[YOUR TASKS]:
1) Rewrite the heat exchanger passage starting at "As indicated in" and ending at "and the like.", replacing "vibration welding" with "ultrasonic welding".
2) In the heat exchanger passage, what ratio of diameters does the pipe have after the pressing jaws 15a and 15b change it?
3) Go on with the heat exchanger passage from its last sentence.

[SUPPLIED TEXT]:
As indicated in FIG. 6, the end portions of pipes 3 are permanently and firmly connected with the end plate 7. Subsequently the completed heat exchanging network 11 is connected in conventional manner with the lid of an assigned cooling liquid collecting vessel whose peripheral rim is inserted for example in a corresponding peripheral groove 27 provided with a sealing agent; subsequently the vessel is fastened to the plate 7 by bending its clamping prongs. In the case of end plates 6 and 7 and the covers of the collecting vessels made of a plastic material the connection may be made for example by means of vibration welding, glueing and the like.

As mentioned before, in this exemplary embodiment the original ratio of diameters of the pipe 3 (12.4:3.6=3.44) is first changed by means of the pressing jaws 15a and 15b to 11.1:6.6=1.68 and then by expansion through the mandrels 21 is changed to 12:7.9=1.52 to smaller values. A particular advantage of the preshaping by means of pressure being applied from outside on the outer surfaces of the pipe end portions is to be seen in the fact that even if the pipes 3 have been shaped the circumference is substantially unchanged. Therefore the shaping process takes place without stretching the pipe walls and without the so-called stiffening of participating layers of material resulting from such a stretching; therefore during the final expansion of the end portions there is no risk of cracking of the pipe walls or of the collars. The expansion can be also performed in such a manner that the sealing collars 14 are prestressed uniformly in all radial directions, that means substantially radially to a center axis of the pipes and if desired also in a preferred direction, for example parallel to the small diameters provided that such a prestressing is advantageous for individually employed sealing collars.

[RECORD SET]:

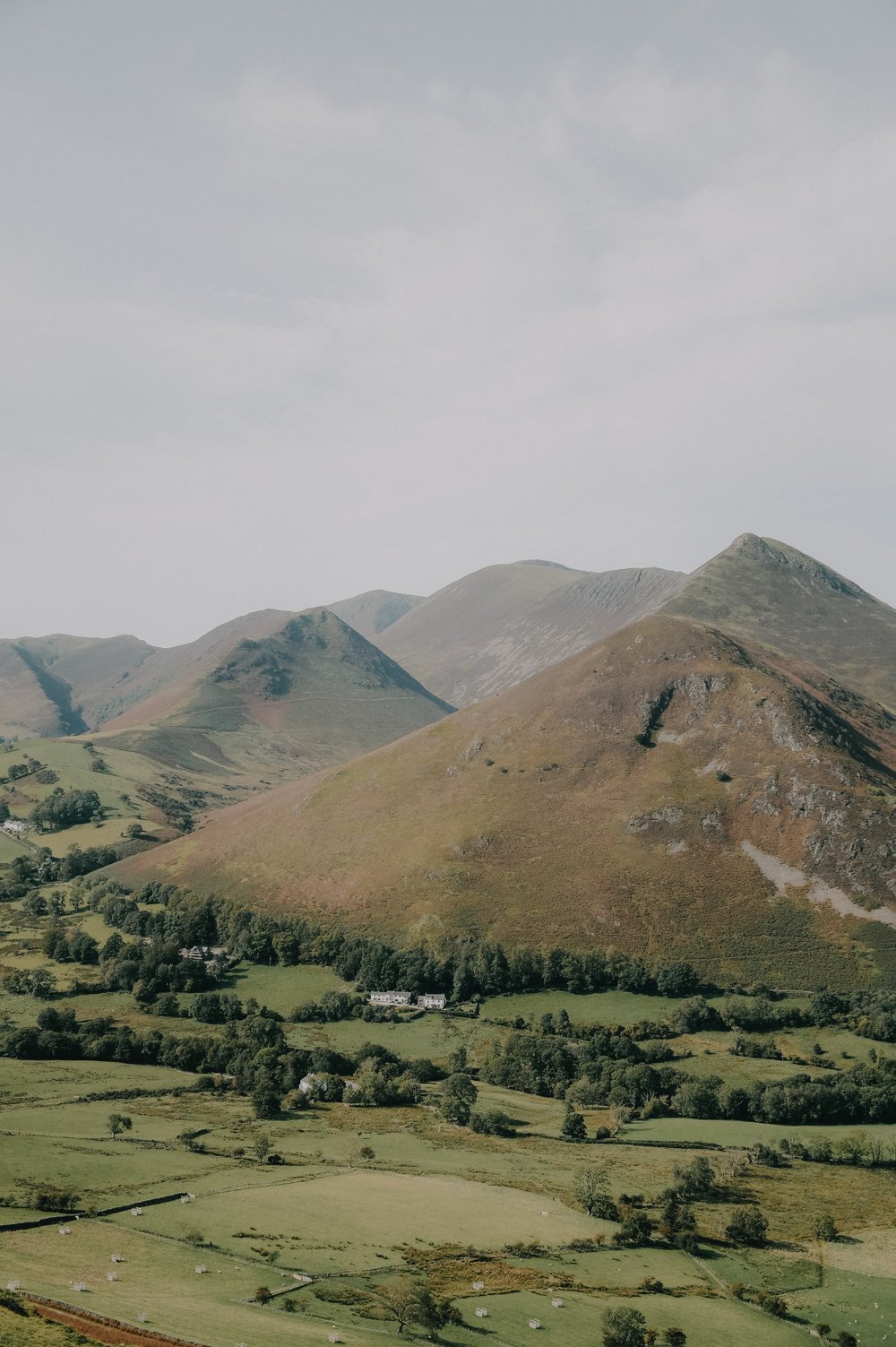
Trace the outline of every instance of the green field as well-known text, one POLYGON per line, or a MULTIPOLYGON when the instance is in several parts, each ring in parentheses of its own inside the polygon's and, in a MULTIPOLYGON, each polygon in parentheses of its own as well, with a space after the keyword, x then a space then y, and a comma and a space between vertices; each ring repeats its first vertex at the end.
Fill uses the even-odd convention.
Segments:
MULTIPOLYGON (((573 1180, 585 1164, 608 1167, 612 1192, 649 1197, 670 1183, 675 1164, 698 1153, 687 1149, 689 1141, 722 1146, 713 1152, 713 1162, 721 1165, 759 1137, 772 1140, 775 1130, 787 1129, 658 1119, 629 1123, 612 1144, 570 1146, 556 1140, 561 1100, 496 1087, 482 1087, 480 1102, 507 1109, 519 1127, 516 1138, 477 1137, 441 1122, 426 1106, 337 1105, 259 1123, 244 1098, 168 1092, 191 1082, 182 1072, 105 1063, 4 1064, 0 1192, 19 1196, 9 1216, 20 1211, 26 1176, 71 1184, 84 1204, 94 1206, 139 1204, 179 1191, 194 1195, 186 1204, 144 1207, 139 1216, 125 1211, 77 1223, 69 1218, 66 1238, 55 1224, 0 1234, 3 1266, 22 1278, 23 1289, 129 1321, 143 1313, 147 1325, 210 1347, 232 1347, 237 1334, 252 1347, 321 1342, 323 1328, 334 1323, 356 1347, 414 1340, 412 1327, 399 1336, 395 1327, 364 1320, 349 1305, 323 1303, 314 1292, 321 1277, 326 1285, 335 1276, 356 1288, 373 1285, 372 1277, 388 1282, 396 1269, 412 1268, 420 1258, 435 1259, 426 1263, 435 1285, 451 1294, 469 1325, 442 1332, 441 1340, 451 1347, 468 1342, 472 1328, 517 1347, 531 1340, 530 1317, 539 1319, 540 1331, 558 1343, 591 1347, 600 1340, 604 1309, 631 1304, 632 1294, 651 1325, 678 1324, 697 1347, 750 1340, 784 1347, 798 1336, 804 1340, 798 1320, 771 1320, 726 1294, 732 1281, 784 1293, 803 1321, 826 1317, 845 1327, 858 1319, 862 1342, 878 1340, 872 1334, 881 1312, 892 1319, 887 1270, 896 1243, 887 1242, 885 1231, 896 1180, 889 1173, 760 1167, 741 1184, 744 1195, 769 1212, 776 1243, 755 1253, 709 1246, 702 1262, 664 1247, 614 1249, 616 1227, 589 1219, 571 1199, 573 1180), (84 1100, 98 1090, 154 1094, 125 1102, 84 1100), (120 1141, 108 1134, 112 1109, 124 1109, 133 1119, 132 1131, 120 1141), (181 1131, 197 1126, 203 1129, 205 1154, 178 1141, 181 1131), (260 1133, 283 1165, 240 1158, 260 1133), (670 1145, 637 1144, 660 1140, 670 1145), (361 1145, 373 1149, 372 1160, 360 1158, 361 1145), (817 1247, 794 1233, 811 1223, 819 1189, 850 1237, 830 1246, 823 1285, 817 1247), (563 1247, 593 1235, 604 1237, 604 1247, 590 1253, 563 1247), (535 1258, 508 1255, 504 1246, 515 1241, 534 1241, 547 1251, 535 1258), (480 1253, 466 1255, 466 1263, 451 1255, 453 1262, 441 1251, 445 1246, 480 1253), (109 1284, 112 1253, 125 1261, 119 1281, 109 1284), (209 1270, 197 1274, 198 1263, 209 1270), (294 1273, 315 1280, 298 1289, 294 1273), (478 1294, 470 1289, 476 1276, 485 1281, 478 1294), (640 1293, 648 1276, 668 1293, 640 1293), (89 1289, 74 1293, 74 1281, 89 1289), (251 1304, 259 1285, 294 1288, 288 1299, 296 1312, 283 1313, 279 1300, 265 1308, 251 1304), (551 1285, 561 1288, 562 1309, 551 1307, 551 1285), (485 1321, 474 1315, 478 1304, 488 1307, 485 1321)), ((597 1117, 589 1114, 589 1127, 597 1117)), ((717 1233, 729 1210, 699 1204, 701 1228, 717 1233)))
MULTIPOLYGON (((73 977, 96 979, 96 967, 46 960, 39 947, 49 921, 28 917, 20 901, 4 905, 0 966, 50 967, 63 991, 73 977)), ((66 912, 63 921, 101 943, 109 933, 89 911, 66 912)), ((284 1016, 345 986, 330 968, 310 964, 238 964, 226 978, 226 987, 241 1001, 255 998, 284 1016)), ((182 1006, 191 999, 179 995, 182 1006)), ((81 1020, 108 1014, 141 1030, 224 1032, 191 1018, 148 1016, 124 991, 97 987, 61 1004, 81 1020)), ((11 1022, 28 1024, 44 1005, 7 995, 1 1009, 11 1022)), ((395 1024, 353 1018, 284 1029, 292 1045, 330 1045, 357 1055, 364 1043, 376 1043, 402 1057, 430 1057, 438 1064, 465 1047, 476 1067, 496 1037, 512 1032, 507 1021, 512 1024, 517 1014, 538 1022, 542 1014, 565 1008, 579 1024, 631 1024, 664 1018, 676 1005, 628 993, 534 993, 490 998, 470 1018, 406 1014, 395 1024)), ((794 1056, 810 1055, 821 1044, 845 1072, 868 1060, 872 1048, 893 1052, 892 1045, 872 1044, 842 1029, 788 1030, 773 1037, 794 1056)), ((694 1076, 718 1075, 744 1084, 794 1074, 792 1061, 733 1056, 733 1033, 713 1032, 670 1040, 674 1064, 694 1076)), ((799 1070, 826 1075, 818 1067, 799 1070)), ((780 1169, 744 1164, 745 1152, 760 1141, 773 1145, 794 1136, 823 1136, 835 1142, 854 1129, 632 1119, 610 1141, 575 1146, 561 1140, 562 1099, 482 1082, 480 1106, 507 1113, 515 1137, 478 1136, 445 1122, 438 1113, 438 1083, 424 1088, 423 1103, 415 1109, 330 1105, 259 1122, 247 1096, 198 1092, 194 1082, 185 1072, 125 1063, 0 1059, 0 1196, 7 1203, 0 1216, 5 1214, 8 1222, 35 1216, 30 1204, 42 1184, 70 1188, 86 1211, 115 1204, 129 1208, 159 1196, 177 1199, 144 1206, 136 1216, 125 1210, 75 1223, 61 1215, 46 1228, 0 1233, 0 1259, 8 1276, 20 1277, 26 1290, 112 1317, 135 1321, 146 1315, 148 1325, 209 1347, 233 1347, 236 1340, 249 1347, 292 1340, 303 1347, 325 1340, 333 1325, 356 1347, 414 1340, 419 1335, 412 1325, 399 1336, 395 1325, 361 1317, 346 1296, 422 1268, 438 1293, 458 1305, 468 1325, 441 1332, 447 1347, 469 1343, 472 1331, 488 1332, 497 1347, 521 1347, 531 1342, 531 1317, 558 1343, 596 1347, 605 1308, 632 1303, 658 1329, 680 1325, 691 1347, 752 1340, 784 1347, 798 1335, 804 1340, 806 1327, 817 1319, 831 1321, 835 1329, 857 1320, 862 1343, 883 1343, 883 1336, 874 1336, 880 1324, 896 1321, 887 1282, 896 1258, 896 1173, 807 1162, 780 1169), (109 1092, 124 1098, 92 1098, 109 1092), (112 1111, 132 1119, 131 1131, 120 1140, 109 1134, 112 1111), (187 1148, 186 1133, 198 1133, 199 1149, 187 1148), (279 1164, 257 1160, 255 1148, 261 1142, 279 1164), (373 1156, 364 1158, 361 1149, 368 1146, 373 1156), (616 1224, 587 1218, 574 1199, 577 1175, 598 1165, 606 1171, 614 1199, 643 1195, 656 1220, 653 1197, 674 1181, 675 1167, 698 1154, 709 1156, 721 1184, 711 1200, 695 1203, 698 1228, 709 1241, 701 1245, 698 1261, 662 1243, 614 1247, 616 1224), (191 1193, 191 1200, 181 1202, 182 1192, 191 1193), (725 1241, 732 1203, 742 1202, 759 1203, 768 1215, 768 1249, 750 1253, 725 1241), (825 1214, 835 1215, 845 1238, 822 1250, 812 1230, 825 1214), (63 1223, 71 1227, 67 1237, 58 1233, 63 1223), (570 1247, 583 1238, 604 1242, 590 1251, 570 1247), (536 1255, 520 1258, 508 1250, 519 1242, 536 1245, 536 1255), (458 1249, 466 1250, 462 1258, 458 1249), (125 1258, 116 1282, 106 1281, 112 1251, 125 1258), (198 1263, 209 1270, 197 1273, 198 1263), (314 1280, 299 1286, 294 1274, 314 1280), (472 1293, 476 1277, 485 1281, 481 1294, 472 1293), (647 1277, 659 1278, 667 1293, 641 1290, 647 1277), (75 1293, 75 1281, 89 1289, 75 1293), (748 1296, 783 1294, 791 1319, 772 1320, 749 1300, 733 1299, 728 1288, 736 1281, 749 1288, 748 1296), (342 1294, 337 1286, 341 1301, 317 1296, 335 1282, 348 1288, 342 1294), (260 1285, 288 1294, 263 1308, 252 1303, 260 1285), (551 1305, 551 1286, 562 1289, 562 1309, 551 1305), (294 1304, 292 1313, 284 1312, 286 1301, 294 1304), (474 1313, 482 1303, 485 1319, 474 1313)), ((589 1137, 609 1121, 606 1110, 582 1111, 589 1137)), ((896 1140, 896 1125, 862 1130, 887 1142, 896 1140)))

[ANSWERS IN ORDER]:
1)
As indicated in FIG. 6, the end portions of pipes 3 are permanently and firmly connected with the end plate 7. Subsequently the completed heat exchanging network 11 is connected in conventional manner with the lid of an assigned cooling liquid collecting vessel whose peripheral rim is inserted for example in a corresponding peripheral groove 27 provided with a sealing agent; subsequently the vessel is fastened to the plate 7 by bending its clamping prongs. In the case of end plates 6 and 7 and the covers of the collecting vessels made of a plastic material the connection may be made for example by means of ultrasonic welding, glueing and the like.

2) 11.1:6.6, which is 1.68.

3)
Another substantial advantage of the method of this invention is to be seen in the fact that the large diameter of the pipe can be larger than the large diameter of the end portions after their expansion. As a result it is possible to produce compact, narrow heat exchangers wherein the minimum spacing between the walls of pipes 3 in heat exchanging networks (dimension c in FIG. 6) in the direction of the large diameter is smaller than the corresponding spacing of the inner walls of the sealing collars after the insertion of the latter into the collars of the end plate. For this reason the method of this invention is suitable primarily for connecting the heat exchanging network with end plates of metal wherein this spacing, in contrast to end plates made of plastic, is limited for manufacturing reasons. Still another essential advantage of this invention is in the fact that the expansion of the end portions can proceed without gradation and therefore the pipe end portion does not become overloaded.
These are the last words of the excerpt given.